▸ Exercise:
Reproduce the records from their beginning through the line containing "M413 205L537 235L483", with both ends included. Omit the pictures from the reproduction.

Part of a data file
==============================

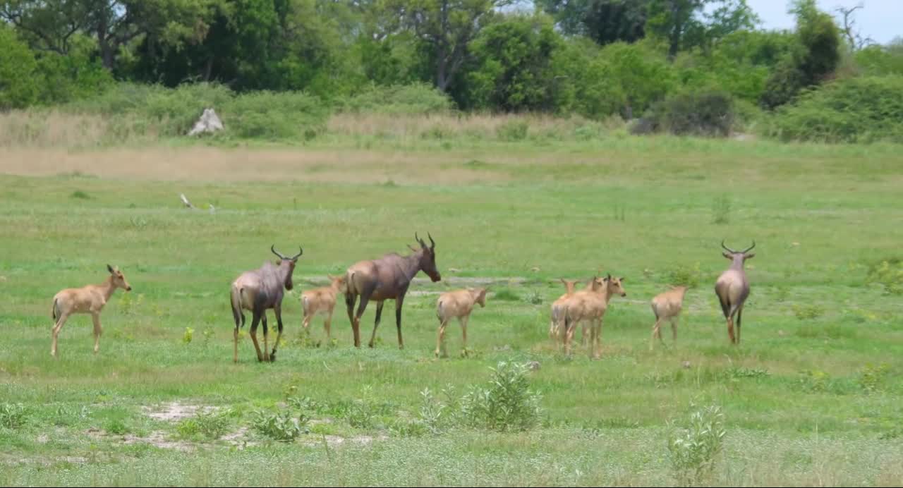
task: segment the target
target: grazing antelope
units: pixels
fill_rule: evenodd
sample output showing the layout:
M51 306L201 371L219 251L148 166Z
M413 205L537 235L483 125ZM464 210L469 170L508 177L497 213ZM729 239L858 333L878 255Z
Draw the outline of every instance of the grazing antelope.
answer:
M348 318L351 321L351 329L354 332L354 346L360 347L360 316L364 315L367 304L371 299L377 302L377 319L373 324L373 335L370 336L369 346L373 347L373 341L377 338L377 327L379 327L379 318L383 313L383 301L386 299L396 300L396 326L398 328L398 348L405 348L405 342L401 336L401 308L405 302L405 294L411 285L411 280L417 272L423 271L433 282L442 280L439 272L436 271L436 242L433 236L427 233L430 238L430 245L423 239L417 237L414 233L414 238L420 244L420 249L408 246L413 254L402 256L396 253L389 253L385 256L372 260L361 261L352 264L346 272L345 305L348 306ZM360 305L358 307L358 313L354 313L354 302L358 296L360 296Z
M749 251L756 247L756 241L752 242L752 245L740 252L724 245L723 240L721 247L727 251L722 254L731 260L731 267L722 272L718 277L718 281L715 281L715 294L718 295L718 301L721 304L724 318L728 321L728 336L731 337L731 343L739 344L740 316L743 315L743 304L746 303L746 299L749 296L749 281L746 279L743 262L756 255L749 253ZM737 315L736 339L733 335L734 314Z
M467 354L467 321L470 318L470 312L473 306L479 304L480 308L486 307L486 289L468 288L448 291L439 296L436 301L436 317L439 318L439 331L436 337L436 357L439 357L440 350L442 355L445 354L445 326L449 320L458 318L461 324L461 331L463 335L463 345L461 354Z
M94 319L94 354L100 350L100 311L109 301L116 289L121 288L131 291L132 286L126 281L119 268L109 264L107 270L110 275L99 285L88 285L81 288L67 288L53 296L53 306L51 315L53 318L53 341L51 344L51 355L57 355L57 337L60 329L66 324L66 319L72 314L91 314Z
M659 293L652 299L652 313L656 314L656 324L652 326L652 337L649 339L649 350L655 346L656 336L658 340L662 339L662 322L668 320L671 322L671 333L674 340L677 340L677 316L680 315L684 308L684 295L686 294L687 287L676 286L667 291Z
M332 324L332 309L336 306L336 296L345 290L345 277L327 275L330 285L313 290L308 290L301 294L301 308L304 312L303 327L304 330L311 325L311 319L318 313L326 316L323 328L326 330L326 340L332 340L330 327Z
M564 327L562 331L562 340L564 343L564 354L571 354L571 340L577 324L584 320L590 322L590 349L593 358L601 355L600 335L602 332L602 318L608 309L612 295L627 296L624 291L624 278L612 278L608 275L603 279L595 278L591 290L575 291L568 299L564 311Z
M232 281L230 298L232 301L232 318L235 318L235 354L233 361L238 362L238 328L245 327L244 310L251 311L251 340L254 341L254 348L257 352L257 361L276 360L276 348L279 346L279 340L282 339L282 299L285 290L292 290L292 273L294 272L294 266L298 262L298 258L304 253L299 246L297 254L292 257L282 255L275 249L275 244L270 247L270 251L279 257L279 262L274 264L266 262L260 268L241 273ZM273 352L269 353L268 335L266 327L266 310L273 308L276 316L276 323L279 327L279 333L276 335L276 342L273 345ZM260 351L260 343L257 342L257 324L264 324L264 351Z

==============================

▸ Result of this exercise:
task: segment the target
target: grazing antelope
units: pixels
fill_rule: evenodd
sample output showing the layout:
M51 306L201 371L219 251L148 166Z
M413 205L537 235L483 125ZM464 210L469 170L508 177L497 213ZM729 239L858 333L878 255Z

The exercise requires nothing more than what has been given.